Work required:
The reply to the records below should contain exactly the lines from the line with "Target: thin tan" through the line with "Question. Locate the blurred wooden bar in the left", and nothing besides.

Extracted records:

• • •

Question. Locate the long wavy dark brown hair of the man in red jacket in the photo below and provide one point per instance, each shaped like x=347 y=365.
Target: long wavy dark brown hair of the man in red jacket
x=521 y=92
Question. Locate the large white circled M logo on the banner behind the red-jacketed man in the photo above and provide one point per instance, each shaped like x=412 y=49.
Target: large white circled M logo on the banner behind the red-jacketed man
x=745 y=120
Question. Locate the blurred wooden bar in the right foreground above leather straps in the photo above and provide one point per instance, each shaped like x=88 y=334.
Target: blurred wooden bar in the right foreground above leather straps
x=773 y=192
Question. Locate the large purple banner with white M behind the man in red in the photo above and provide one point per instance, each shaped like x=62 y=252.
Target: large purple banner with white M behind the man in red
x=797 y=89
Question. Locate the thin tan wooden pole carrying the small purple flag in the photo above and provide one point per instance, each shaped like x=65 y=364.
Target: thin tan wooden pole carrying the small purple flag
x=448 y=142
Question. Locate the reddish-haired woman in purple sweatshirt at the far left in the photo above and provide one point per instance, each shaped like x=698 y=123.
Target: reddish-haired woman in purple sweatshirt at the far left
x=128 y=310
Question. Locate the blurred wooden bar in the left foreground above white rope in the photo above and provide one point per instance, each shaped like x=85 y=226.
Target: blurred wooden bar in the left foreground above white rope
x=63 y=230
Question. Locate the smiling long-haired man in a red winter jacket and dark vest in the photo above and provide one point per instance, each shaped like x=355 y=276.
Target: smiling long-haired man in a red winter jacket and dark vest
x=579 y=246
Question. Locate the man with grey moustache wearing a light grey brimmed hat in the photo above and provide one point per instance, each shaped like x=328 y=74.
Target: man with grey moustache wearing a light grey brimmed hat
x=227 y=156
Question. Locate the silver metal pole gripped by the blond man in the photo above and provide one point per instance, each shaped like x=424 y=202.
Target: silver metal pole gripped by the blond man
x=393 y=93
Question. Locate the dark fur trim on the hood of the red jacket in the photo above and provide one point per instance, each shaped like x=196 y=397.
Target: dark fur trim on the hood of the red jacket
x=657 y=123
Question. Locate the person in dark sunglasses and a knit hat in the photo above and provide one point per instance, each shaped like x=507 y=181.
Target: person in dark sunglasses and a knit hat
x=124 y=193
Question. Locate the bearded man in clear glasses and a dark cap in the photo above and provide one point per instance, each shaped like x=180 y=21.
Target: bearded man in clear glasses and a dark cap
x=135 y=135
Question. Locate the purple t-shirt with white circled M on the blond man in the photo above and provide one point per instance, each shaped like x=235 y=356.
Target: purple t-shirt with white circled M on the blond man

• • •

Answer below:
Target: thin tan wooden pole carrying the small purple flag
x=448 y=142
Question. Locate the reddish-haired woman in purple sweatshirt at the far left in the photo above and provide one point per instance, each shaped like x=698 y=123.
Target: reddish-haired woman in purple sweatshirt at the far left
x=128 y=310
Question. Locate the blurred wooden bar in the left foreground above white rope in the photo above and provide one point per instance, each shaped like x=85 y=226.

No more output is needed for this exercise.